*Records for the exercise*.

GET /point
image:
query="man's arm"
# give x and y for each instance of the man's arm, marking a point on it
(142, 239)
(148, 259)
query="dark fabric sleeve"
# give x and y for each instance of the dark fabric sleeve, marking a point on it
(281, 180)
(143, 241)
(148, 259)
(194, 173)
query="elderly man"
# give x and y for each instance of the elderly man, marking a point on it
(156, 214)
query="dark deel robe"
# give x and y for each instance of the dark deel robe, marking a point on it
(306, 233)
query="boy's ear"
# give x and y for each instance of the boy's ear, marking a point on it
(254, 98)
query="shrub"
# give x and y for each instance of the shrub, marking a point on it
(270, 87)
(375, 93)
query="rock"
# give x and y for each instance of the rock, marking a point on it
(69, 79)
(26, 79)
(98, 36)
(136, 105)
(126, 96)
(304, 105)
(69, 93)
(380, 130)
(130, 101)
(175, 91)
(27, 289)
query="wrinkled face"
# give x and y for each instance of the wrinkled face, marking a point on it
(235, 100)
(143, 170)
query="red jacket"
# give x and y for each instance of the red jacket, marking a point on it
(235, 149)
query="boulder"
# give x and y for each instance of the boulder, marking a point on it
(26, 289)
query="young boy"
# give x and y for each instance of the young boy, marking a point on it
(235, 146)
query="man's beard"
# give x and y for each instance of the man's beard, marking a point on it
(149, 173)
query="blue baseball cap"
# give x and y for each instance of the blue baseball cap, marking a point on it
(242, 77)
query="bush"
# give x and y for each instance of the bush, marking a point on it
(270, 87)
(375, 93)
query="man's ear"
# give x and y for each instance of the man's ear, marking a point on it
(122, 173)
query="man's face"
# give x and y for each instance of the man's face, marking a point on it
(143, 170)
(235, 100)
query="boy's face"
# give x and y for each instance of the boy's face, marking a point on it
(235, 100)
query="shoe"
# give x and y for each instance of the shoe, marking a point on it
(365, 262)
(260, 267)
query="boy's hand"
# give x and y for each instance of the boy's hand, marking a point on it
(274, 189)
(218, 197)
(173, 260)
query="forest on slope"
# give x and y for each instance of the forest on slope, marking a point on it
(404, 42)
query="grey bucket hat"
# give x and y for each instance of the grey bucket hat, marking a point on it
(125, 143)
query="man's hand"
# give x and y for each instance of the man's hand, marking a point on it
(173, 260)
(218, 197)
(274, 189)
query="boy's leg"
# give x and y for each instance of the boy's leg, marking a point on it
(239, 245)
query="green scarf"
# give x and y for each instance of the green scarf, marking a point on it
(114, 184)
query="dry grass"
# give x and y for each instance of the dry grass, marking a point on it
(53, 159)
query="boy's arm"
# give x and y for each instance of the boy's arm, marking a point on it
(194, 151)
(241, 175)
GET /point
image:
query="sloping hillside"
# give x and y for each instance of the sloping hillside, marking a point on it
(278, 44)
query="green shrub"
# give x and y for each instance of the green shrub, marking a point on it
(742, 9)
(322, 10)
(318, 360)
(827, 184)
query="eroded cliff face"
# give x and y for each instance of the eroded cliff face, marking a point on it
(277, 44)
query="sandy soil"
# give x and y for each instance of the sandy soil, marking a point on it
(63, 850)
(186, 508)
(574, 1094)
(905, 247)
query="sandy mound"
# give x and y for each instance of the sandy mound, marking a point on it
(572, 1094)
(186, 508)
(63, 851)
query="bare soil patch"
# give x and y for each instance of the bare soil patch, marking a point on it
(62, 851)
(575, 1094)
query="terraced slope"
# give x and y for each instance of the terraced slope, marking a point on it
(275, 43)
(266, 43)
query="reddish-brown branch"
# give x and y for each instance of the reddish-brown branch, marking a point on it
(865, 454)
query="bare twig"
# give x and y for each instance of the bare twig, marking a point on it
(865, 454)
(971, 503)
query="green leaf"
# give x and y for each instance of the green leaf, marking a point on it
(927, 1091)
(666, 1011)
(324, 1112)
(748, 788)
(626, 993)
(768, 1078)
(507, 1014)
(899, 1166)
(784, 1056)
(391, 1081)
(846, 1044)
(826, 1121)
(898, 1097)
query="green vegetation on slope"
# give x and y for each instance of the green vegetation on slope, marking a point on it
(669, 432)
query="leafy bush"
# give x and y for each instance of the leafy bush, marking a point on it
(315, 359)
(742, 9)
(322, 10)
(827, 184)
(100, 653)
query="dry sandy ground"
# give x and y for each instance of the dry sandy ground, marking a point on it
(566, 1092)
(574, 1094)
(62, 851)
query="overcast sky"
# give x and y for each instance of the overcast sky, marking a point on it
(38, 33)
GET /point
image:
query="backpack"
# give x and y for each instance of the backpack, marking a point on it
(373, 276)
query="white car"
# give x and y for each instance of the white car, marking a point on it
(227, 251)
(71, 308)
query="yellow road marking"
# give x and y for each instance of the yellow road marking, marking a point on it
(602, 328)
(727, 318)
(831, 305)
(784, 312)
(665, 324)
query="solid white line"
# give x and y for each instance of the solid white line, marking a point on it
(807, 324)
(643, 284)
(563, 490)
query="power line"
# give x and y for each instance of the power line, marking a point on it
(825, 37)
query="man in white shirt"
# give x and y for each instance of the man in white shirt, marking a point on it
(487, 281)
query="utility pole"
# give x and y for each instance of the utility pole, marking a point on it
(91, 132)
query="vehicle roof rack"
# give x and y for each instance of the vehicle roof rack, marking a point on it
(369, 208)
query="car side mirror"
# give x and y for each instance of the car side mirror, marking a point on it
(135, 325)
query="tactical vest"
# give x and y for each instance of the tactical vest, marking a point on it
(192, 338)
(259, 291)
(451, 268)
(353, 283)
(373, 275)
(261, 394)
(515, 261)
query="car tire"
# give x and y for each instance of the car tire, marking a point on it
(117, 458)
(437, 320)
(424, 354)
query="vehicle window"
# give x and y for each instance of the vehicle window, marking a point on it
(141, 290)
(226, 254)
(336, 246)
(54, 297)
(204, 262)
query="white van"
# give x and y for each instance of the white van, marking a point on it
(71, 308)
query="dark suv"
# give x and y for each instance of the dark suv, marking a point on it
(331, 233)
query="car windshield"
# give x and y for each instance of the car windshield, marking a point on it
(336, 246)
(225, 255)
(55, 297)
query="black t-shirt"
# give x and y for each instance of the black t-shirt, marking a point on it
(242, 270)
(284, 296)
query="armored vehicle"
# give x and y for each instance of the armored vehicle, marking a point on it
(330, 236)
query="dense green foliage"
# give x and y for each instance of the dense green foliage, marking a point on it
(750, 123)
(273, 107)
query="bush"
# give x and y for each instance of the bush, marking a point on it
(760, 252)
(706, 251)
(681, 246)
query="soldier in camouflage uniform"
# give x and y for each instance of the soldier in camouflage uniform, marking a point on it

*Goal of the exercise*. Locate each line of the records that contains the word "boulder" and copy those lines. Match case exactly.

*Task result*.
query="boulder"
# give x and y for each instance of the boulder, marking a point on it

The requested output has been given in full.